THE SUPREME COURT OF THE STATE OF ALASKA
STATE OF ALASKA, DEPARTMENT )
OF REVENUE, CHILD SUPPORT ) Supreme Court No. S-6471
ENFORCEMENT DIVISION, )
) Superior Court No.
Appellant, ) 3AN-85-13292 CI
)
v. )
) O P I N I O N
ROGER DALE FRY; VANESSA KAY )
FRY, ) [No. 4437 - November 22, 1996]
)
Appellees. )
______________________________)
)
STATE OF ALASKA, DEPARTMENT )
OF REVENUE, CHILD SUPPORT ) Supreme Court No. S-6542
ENFORCEMENT DIVISION, )
) Superior Court No.
Appellant, ) 3AN-85-14439 CI
)
v. )
)
MELVIN HAWKINS, )
)
Appellee. )
______________________________)
Appeal from the Superior Court of the State of
Alaska, Third Judicial District, Anchorage,
Larry D. Card, Judge.
Appearances: Scott Davis, Assistant Attorney
General, Fairbanks, and Bruce M. Botelho,
Attorney General, Juneau, for Appellant in S-
6471. Terisia K. Chleborad, Assistant
Attorney General, Anchorage, and Bruce M.
Botelho, Attorney General, Juneau, for
Appellant in S-6542. Kenneth C. Kirk,
Anchorage, for Appellee Roger Dale Fry.
Gregory Peters and Carol H. Daniel, Alaska
Legal Services Corporation, Anchorage, for
Appellee Melvin Hawkins.
Before: Rabinowitz, Matthews, Compton, and
Eastaugh, Justices. [Moore, Chief Justice,
not participating.]
EASTAUGH, Justice.
I. INTRODUCTION
In two cases parents obliged to pay child support were
given credit for children's insurance benefits (CIB) paid to the
children because the obligor parents were eligible for federal
social security benefits. The State of Alaska Child Support
Enforcement Division (CSED) appealed in both cases. Miller v.

**Stated problem**. Reproduce the Alaska Supreme Court opinion excerpt word for word, from start to finish. The records don't matter here.

**Supplied entries**.
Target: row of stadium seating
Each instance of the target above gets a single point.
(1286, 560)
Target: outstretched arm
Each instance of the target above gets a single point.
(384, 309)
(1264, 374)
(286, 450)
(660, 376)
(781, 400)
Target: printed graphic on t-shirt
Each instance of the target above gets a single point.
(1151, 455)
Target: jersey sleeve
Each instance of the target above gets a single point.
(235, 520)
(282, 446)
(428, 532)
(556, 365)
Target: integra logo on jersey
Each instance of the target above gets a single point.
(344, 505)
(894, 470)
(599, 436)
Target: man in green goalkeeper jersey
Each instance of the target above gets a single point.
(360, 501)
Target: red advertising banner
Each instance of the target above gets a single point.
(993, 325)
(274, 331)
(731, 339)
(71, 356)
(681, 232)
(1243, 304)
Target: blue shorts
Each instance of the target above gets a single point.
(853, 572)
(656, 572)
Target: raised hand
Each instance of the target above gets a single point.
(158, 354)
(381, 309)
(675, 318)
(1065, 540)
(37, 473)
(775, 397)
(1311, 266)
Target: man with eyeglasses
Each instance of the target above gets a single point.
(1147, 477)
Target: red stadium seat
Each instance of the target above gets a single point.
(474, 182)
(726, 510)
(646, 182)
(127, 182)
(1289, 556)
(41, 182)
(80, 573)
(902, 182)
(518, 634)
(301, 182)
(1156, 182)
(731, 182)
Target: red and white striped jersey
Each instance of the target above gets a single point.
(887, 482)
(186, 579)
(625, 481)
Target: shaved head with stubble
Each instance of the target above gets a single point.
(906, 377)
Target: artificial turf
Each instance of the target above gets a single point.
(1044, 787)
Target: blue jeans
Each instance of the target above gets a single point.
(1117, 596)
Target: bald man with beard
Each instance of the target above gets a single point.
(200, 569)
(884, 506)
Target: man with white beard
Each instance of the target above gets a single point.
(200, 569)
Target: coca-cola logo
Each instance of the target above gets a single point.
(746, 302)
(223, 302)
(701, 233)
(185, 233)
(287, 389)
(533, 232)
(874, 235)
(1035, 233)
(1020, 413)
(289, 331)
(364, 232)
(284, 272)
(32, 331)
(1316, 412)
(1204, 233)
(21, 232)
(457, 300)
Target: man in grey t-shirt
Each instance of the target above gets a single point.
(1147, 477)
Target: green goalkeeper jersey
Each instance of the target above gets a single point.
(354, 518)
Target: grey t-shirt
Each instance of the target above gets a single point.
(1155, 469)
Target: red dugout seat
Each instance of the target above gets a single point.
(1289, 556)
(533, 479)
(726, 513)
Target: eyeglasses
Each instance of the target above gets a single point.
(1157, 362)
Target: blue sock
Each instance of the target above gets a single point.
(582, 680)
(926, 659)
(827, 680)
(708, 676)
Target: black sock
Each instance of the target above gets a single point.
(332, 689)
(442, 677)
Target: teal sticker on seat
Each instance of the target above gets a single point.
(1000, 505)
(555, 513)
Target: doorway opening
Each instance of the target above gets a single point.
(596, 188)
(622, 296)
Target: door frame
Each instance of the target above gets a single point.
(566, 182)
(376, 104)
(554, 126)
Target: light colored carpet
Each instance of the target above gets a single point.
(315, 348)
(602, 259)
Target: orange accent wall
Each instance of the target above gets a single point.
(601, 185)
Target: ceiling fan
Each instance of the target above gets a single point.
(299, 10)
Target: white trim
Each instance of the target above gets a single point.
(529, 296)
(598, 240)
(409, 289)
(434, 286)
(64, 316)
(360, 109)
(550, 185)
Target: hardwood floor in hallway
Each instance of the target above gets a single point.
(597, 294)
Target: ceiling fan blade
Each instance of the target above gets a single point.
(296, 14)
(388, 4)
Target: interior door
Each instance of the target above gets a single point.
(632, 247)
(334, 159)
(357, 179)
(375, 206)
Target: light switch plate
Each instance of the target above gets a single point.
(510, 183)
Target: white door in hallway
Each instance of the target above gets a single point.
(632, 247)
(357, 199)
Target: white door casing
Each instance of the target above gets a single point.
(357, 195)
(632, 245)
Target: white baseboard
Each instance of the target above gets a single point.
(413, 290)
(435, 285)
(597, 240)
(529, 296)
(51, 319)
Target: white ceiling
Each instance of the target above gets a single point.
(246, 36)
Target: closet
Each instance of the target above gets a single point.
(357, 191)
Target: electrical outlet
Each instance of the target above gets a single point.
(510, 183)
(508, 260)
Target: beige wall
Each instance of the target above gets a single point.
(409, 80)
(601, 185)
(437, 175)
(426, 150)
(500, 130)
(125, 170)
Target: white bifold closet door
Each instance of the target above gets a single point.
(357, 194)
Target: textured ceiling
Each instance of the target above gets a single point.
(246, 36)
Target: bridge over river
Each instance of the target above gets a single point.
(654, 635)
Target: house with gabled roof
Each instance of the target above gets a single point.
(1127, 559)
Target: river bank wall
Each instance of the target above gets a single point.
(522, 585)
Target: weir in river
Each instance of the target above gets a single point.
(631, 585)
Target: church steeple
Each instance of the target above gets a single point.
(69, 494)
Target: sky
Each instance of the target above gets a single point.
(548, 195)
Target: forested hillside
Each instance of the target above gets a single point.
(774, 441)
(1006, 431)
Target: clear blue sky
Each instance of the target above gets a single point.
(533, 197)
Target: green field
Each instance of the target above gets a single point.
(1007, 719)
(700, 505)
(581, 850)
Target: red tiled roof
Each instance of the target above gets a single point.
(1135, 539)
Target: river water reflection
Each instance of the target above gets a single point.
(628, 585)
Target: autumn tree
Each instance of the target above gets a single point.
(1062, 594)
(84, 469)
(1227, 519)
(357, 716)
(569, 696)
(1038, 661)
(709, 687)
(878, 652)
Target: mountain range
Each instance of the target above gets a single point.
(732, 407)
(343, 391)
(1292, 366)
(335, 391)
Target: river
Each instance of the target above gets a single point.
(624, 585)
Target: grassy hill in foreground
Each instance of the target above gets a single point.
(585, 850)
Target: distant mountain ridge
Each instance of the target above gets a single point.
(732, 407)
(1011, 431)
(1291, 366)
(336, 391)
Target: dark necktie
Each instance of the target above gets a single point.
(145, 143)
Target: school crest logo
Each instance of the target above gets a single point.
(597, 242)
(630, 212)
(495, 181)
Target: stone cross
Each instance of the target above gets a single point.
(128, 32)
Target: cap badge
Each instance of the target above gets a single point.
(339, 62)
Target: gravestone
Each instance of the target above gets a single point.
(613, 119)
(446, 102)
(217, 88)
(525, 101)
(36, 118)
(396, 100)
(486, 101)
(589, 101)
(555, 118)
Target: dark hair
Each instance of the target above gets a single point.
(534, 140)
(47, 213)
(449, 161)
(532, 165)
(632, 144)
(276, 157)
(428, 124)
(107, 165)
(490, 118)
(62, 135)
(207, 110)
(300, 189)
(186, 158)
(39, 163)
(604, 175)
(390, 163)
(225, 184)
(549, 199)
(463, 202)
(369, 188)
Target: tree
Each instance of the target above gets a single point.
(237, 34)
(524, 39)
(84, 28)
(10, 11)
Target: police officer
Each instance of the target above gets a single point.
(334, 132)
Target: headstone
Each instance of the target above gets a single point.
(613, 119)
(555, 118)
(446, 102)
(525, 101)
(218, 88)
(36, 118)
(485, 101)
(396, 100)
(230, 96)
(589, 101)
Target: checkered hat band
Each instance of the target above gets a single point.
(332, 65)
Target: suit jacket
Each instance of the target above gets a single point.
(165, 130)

**Output of the exercise**.
THE SUPREME COURT OF THE STATE OF ALASKA
STATE OF ALASKA, DEPARTMENT )
OF REVENUE, CHILD SUPPORT ) Supreme Court No. S-6471
ENFORCEMENT DIVISION, )
) Superior Court No.
Appellant, ) 3AN-85-13292 CI
)
v. )
) O P I N I O N
ROGER DALE FRY; VANESSA KAY )
FRY, ) [No. 4437 - November 22, 1996]
)
Appellees. )
______________________________)
)
STATE OF ALASKA, DEPARTMENT )
OF REVENUE, CHILD SUPPORT ) Supreme Court No. S-6542
ENFORCEMENT DIVISION, )
) Superior Court No.
Appellant, ) 3AN-85-14439 CI
)
v. )
)
MELVIN HAWKINS, )
)
Appellee. )
______________________________)
Appeal from the Superior Court of the State of
Alaska, Third Judicial District, Anchorage,
Larry D. Card, Judge.
Appearances: Scott Davis, Assistant Attorney
General, Fairbanks, and Bruce M. Botelho,
Attorney General, Juneau, for Appellant in S-
6471. Terisia K. Chleborad, Assistant
Attorney General, Anchorage, and Bruce M.
Botelho, Attorney General, Juneau, for
Appellant in S-6542. Kenneth C. Kirk,
Anchorage, for Appellee Roger Dale Fry.
Gregory Peters and Carol H. Daniel, Alaska
Legal Services Corporation, Anchorage, for
Appellee Melvin Hawkins.
Before: Rabinowitz, Matthews, Compton, and
Eastaugh, Justices. [Moore, Chief Justice,
not participating.]
EASTAUGH, Justice.
I. INTRODUCTION
In two cases parents obliged to pay child support were
given credit for children's insurance benefits (CIB) paid to the
children because the obligor parents were eligible for federal
social security benefits. The State of Alaska Child Support
Enforcement Division (CSED) appealed in both cases. Miller v.